Saved data entries:
_ _ _ _ _

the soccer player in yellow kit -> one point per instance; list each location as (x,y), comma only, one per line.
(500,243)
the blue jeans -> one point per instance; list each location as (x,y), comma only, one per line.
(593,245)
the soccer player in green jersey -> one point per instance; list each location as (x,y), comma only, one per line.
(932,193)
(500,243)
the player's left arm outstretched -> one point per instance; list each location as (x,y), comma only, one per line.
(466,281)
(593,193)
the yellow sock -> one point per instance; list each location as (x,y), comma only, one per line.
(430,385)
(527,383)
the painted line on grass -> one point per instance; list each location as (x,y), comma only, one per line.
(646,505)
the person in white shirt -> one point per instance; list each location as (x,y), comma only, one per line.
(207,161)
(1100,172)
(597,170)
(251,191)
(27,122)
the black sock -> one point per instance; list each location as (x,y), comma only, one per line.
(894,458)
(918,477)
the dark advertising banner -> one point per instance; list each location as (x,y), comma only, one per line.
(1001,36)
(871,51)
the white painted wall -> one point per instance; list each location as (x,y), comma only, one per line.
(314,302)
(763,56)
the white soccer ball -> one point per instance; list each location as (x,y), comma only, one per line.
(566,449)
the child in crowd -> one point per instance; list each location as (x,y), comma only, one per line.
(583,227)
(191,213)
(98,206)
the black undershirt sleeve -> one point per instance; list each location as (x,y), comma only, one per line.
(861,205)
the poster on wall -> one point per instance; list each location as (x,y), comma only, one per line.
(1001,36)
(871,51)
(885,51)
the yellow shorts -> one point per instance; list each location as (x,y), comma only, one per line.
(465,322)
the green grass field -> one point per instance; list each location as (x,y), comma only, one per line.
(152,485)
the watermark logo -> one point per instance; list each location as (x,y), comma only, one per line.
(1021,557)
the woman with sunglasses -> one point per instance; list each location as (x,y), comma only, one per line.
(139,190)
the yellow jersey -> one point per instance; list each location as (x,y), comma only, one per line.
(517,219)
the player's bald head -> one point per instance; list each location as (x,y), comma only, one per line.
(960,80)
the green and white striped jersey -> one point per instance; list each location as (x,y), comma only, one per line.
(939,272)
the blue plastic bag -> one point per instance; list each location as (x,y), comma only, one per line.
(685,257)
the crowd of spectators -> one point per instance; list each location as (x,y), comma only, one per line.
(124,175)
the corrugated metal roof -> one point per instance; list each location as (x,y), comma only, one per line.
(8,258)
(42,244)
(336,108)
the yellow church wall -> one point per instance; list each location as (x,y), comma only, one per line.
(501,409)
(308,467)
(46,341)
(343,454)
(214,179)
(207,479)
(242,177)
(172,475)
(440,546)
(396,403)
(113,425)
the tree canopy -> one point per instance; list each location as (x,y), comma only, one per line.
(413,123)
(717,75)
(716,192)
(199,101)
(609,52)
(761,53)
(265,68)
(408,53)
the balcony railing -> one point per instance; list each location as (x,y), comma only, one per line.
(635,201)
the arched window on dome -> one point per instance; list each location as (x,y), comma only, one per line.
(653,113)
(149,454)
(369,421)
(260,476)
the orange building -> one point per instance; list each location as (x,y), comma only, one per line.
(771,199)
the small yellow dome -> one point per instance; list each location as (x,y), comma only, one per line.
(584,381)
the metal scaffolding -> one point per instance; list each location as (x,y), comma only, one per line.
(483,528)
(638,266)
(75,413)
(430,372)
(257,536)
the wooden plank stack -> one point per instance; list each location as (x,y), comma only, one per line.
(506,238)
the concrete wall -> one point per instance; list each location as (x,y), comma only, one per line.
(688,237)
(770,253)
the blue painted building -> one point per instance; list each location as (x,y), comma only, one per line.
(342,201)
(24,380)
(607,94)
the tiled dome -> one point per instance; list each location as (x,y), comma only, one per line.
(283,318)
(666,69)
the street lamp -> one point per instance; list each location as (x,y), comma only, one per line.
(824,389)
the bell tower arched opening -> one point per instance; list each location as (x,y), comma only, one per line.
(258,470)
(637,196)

_ _ _ _ _

§ PROBLEM REQUIREMENTS
Each record above should be returned exactly as it appears.

§ RESULT FOR THIS TASK
the soccer player in yellow kit -> one point per instance; list each location as (x,y), comma only, one per line.
(500,243)
the blue jeans -> one point per instance; list each location as (x,y), comma only, one per line.
(593,245)
the soccer player in green jersey -> one point per instance; list each location as (x,y), comma only, one per line.
(932,193)
(500,243)
the player's left arm outstretched -> one point per instance; list each location as (x,y), comma only, one per line.
(466,281)
(593,193)
the yellow sock -> one point per instance; list each location as (x,y), comma only, one per line.
(430,385)
(527,383)
the painted line on grass -> one point per instance; list each location as (x,y), comma only, one per line.
(646,505)
the person in white shirt -> one point per instance; list each location as (x,y), comma only, one per line.
(207,161)
(1100,172)
(597,170)
(251,191)
(27,122)
the black sock -> one point per instance; list each location as (x,y), comma only, one per line.
(894,458)
(918,477)
the dark advertising banner -> one point per instance; list each location as (x,y), comma only, one per line.
(1001,36)
(871,51)
the white painted wall -> one point per instance; list each location as (x,y), comma only, one per line.
(314,302)
(763,56)
the white soccer ball -> one point per instance; list each location as (x,y), comma only, one per line.
(566,449)
the child in crowd -> one point per instance; list each location as (x,y), comma only, one per line.
(583,227)
(191,213)
(98,206)
the black undershirt sleeve -> one point per instance; list each location as (x,y), comma only, one per line.
(861,205)
the poster on wall -> one point per instance; list each location as (x,y), comma only, one per line.
(1001,36)
(871,51)
(885,51)
the yellow shorts -> one point per instance; list each location as (x,y), comma only, one per line.
(465,322)
the green grass field -> one point per instance; list each location as (x,y), comma only, one per line.
(152,485)
the watermark logo -> one point per instance; list each location as (x,y), comma only, one per line.
(1021,557)
the woman with sunglasses -> one point per instance; list each location as (x,y), comma only, one per line.
(139,190)
the yellow jersey -> one point per instance; list each location as (x,y), comma only, one per line.
(517,219)
the player's bald head -> one point per instance; list each location as (x,y), comma only, one per line.
(960,80)
the green and white striped jersey -> one point per instance; list each location as (x,y), comma only, one per line.
(939,272)
the blue plastic bag -> one point per instance; list each location as (x,y), comma only, one per line.
(685,257)
the crowd of spectators -> one point per instance; list each location as (x,y), comma only, one per line.
(124,175)
the corrugated metal roof -> one point per instance; list each location as (x,y), comma only, one per line.
(8,258)
(42,244)
(336,108)
the yellow church wall -> one point per instance; list each location as (x,y), comma only, one per line.
(501,409)
(308,467)
(46,341)
(343,454)
(214,179)
(207,479)
(242,177)
(172,475)
(440,546)
(396,403)
(113,425)
the tree canopy -> one point per instance; list each location as (x,y), comma only, one per line.
(413,123)
(717,75)
(716,192)
(199,101)
(609,52)
(761,53)
(265,68)
(408,53)
the balcony railing -> one point per instance; list each location as (x,y), comma only, one per line.
(635,201)
the arched window on dome -> one point per instance; list each location as (x,y), comma only, one per line.
(653,113)
(149,454)
(369,421)
(260,476)
the orange building -> one point per instance; list each location as (x,y), comma only, one per line.
(771,199)
the small yellow dome -> one point per instance; list each location as (x,y), comma only, one per line.
(584,381)
the metal scaffolding -> one point per instance; list each location as (x,y), comma only, one per line.
(483,528)
(638,266)
(75,413)
(430,372)
(257,536)
the wooden plank stack -> one point per instance; list each location as (x,y), comma only, one per line.
(506,238)
the concrete wall -> one point per instance; list each location as (x,y), comma only, one per line.
(688,237)
(770,253)
the blue painted building -> one point per instance; list each location as (x,y), comma only, one per line.
(342,201)
(24,380)
(607,94)
the tiled dome -> one point per instance; list each location as (x,y), comma only, one per line.
(283,318)
(666,69)
the street lamp -> one point per instance; list each location as (x,y), comma only, one per line.
(824,389)
the bell tower arched opening -> one point per instance; list each location as (x,y), comma only, one per line.
(258,470)
(637,196)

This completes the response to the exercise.